Bes: The Egyptian Dwarf God Who Guarded Against Evil Spirits

Credit: Met Museum

Introduction – A Dwarf Who Was an Egyptian God?

Bes (also known as Bisu or Aha) was a unique character in Egyptian mythology in the sense that he was venerated as a deity (or Egyptian god) through visual motifs. But archaeologically, except for a vineyard sanctuary, there is not a single temple found in Egypt that was dedicated to the worship of Bes.

This certainly brings us to the question – who was Bes? In short, Bes was a protector deity associated with childbirth, sexuality, and even antithetical elements like humor and war. And short he was! Incredibly enough, visually, Bes was usually represented as a bearded dwarf with an unkempt beard, lolling tongue, and unusually long arms (and sometimes wearing a lion mask and an elaborate headdress).

Even more interesting is the fact that in spite of having no formal form of worship and dedicated temples, Bes was probably one of the most popular gods in ancient Egypt. This is evident from the sheer number of Bes statues, figurines, and other representative mediums like mirrors, cups, and ointment vessels.

So without further ado, let us delve into the history and mythology of Bes – the goofy Egyptian dwarf deity who was genuinely venerated as the protector god, also associated with sexuality and fertility. The name ‘Bes’, possibly derived from the verb besa – meaning ‘to protect’, was possibly a moniker that was offered later in reverence to the dwarfish divinity.

* _RECORDED INFORMATION_:

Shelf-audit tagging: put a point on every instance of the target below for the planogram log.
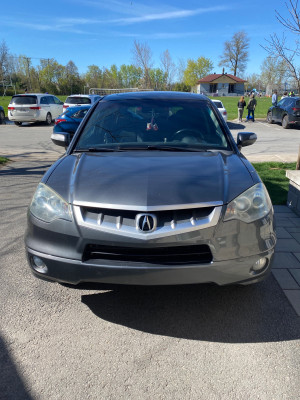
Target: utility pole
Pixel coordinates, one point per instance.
(28, 71)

* _THE REQUEST_: In the page text about Bes, can you rewrite the paragraph beginning "This certainly brings us to the question" as a short list that keeps its main facts?

* _FINAL RESULT_:
- Bes was a protector deity.
- He was associated with childbirth, sexuality, humor, and war.
- He was usually shown as a bearded dwarf with an unkempt beard, a lolling tongue, and unusually long arms.
- He sometimes wore a lion mask and an elaborate headdress.